* _WHAT THE TASK REQUIRES_
Exactly the lines from the one holding "Query: find the slug tail in the photo above." through the final line of the data are wanted, copied as written.

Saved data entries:
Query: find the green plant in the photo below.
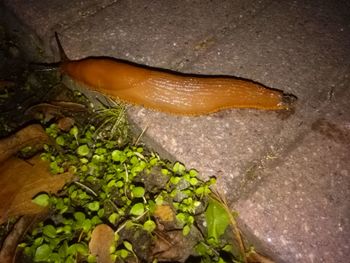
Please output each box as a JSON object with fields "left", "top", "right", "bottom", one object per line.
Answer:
{"left": 93, "top": 99, "right": 129, "bottom": 144}
{"left": 195, "top": 192, "right": 248, "bottom": 263}
{"left": 20, "top": 122, "right": 223, "bottom": 262}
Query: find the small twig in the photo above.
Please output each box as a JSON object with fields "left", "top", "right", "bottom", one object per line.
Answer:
{"left": 123, "top": 164, "right": 130, "bottom": 200}
{"left": 115, "top": 210, "right": 148, "bottom": 234}
{"left": 109, "top": 107, "right": 126, "bottom": 140}
{"left": 153, "top": 231, "right": 173, "bottom": 247}
{"left": 74, "top": 181, "right": 98, "bottom": 197}
{"left": 133, "top": 123, "right": 149, "bottom": 146}
{"left": 134, "top": 152, "right": 146, "bottom": 161}
{"left": 94, "top": 116, "right": 114, "bottom": 137}
{"left": 77, "top": 230, "right": 84, "bottom": 243}
{"left": 107, "top": 199, "right": 119, "bottom": 212}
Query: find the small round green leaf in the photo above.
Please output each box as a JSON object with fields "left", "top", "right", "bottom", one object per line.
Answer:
{"left": 70, "top": 126, "right": 79, "bottom": 137}
{"left": 75, "top": 243, "right": 88, "bottom": 255}
{"left": 33, "top": 237, "right": 44, "bottom": 247}
{"left": 87, "top": 201, "right": 100, "bottom": 211}
{"left": 74, "top": 211, "right": 86, "bottom": 222}
{"left": 161, "top": 168, "right": 169, "bottom": 175}
{"left": 97, "top": 209, "right": 105, "bottom": 218}
{"left": 189, "top": 177, "right": 198, "bottom": 186}
{"left": 195, "top": 186, "right": 204, "bottom": 195}
{"left": 111, "top": 150, "right": 123, "bottom": 162}
{"left": 143, "top": 220, "right": 156, "bottom": 232}
{"left": 173, "top": 162, "right": 186, "bottom": 174}
{"left": 119, "top": 249, "right": 129, "bottom": 259}
{"left": 77, "top": 145, "right": 90, "bottom": 156}
{"left": 108, "top": 213, "right": 119, "bottom": 224}
{"left": 32, "top": 194, "right": 50, "bottom": 207}
{"left": 130, "top": 203, "right": 144, "bottom": 216}
{"left": 87, "top": 254, "right": 97, "bottom": 263}
{"left": 176, "top": 213, "right": 186, "bottom": 223}
{"left": 43, "top": 225, "right": 56, "bottom": 238}
{"left": 132, "top": 186, "right": 145, "bottom": 198}
{"left": 182, "top": 224, "right": 191, "bottom": 236}
{"left": 189, "top": 169, "right": 198, "bottom": 177}
{"left": 49, "top": 253, "right": 61, "bottom": 262}
{"left": 116, "top": 180, "right": 124, "bottom": 188}
{"left": 170, "top": 176, "right": 181, "bottom": 185}
{"left": 82, "top": 219, "right": 92, "bottom": 232}
{"left": 56, "top": 136, "right": 65, "bottom": 146}
{"left": 34, "top": 244, "right": 52, "bottom": 262}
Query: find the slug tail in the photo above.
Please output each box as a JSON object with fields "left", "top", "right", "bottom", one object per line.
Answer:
{"left": 55, "top": 32, "right": 69, "bottom": 62}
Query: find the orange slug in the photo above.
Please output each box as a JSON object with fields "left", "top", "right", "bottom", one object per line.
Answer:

* _YOUR RESPONSE_
Query: find the slug tail in the photo above.
Please output each box as a JSON object with fields "left", "top", "right", "bottom", one object per line.
Answer:
{"left": 55, "top": 32, "right": 69, "bottom": 62}
Query: find the orange slug in the photo above.
Please output each box as a JSON object with fields "left", "top", "right", "bottom", one object per line.
Answer:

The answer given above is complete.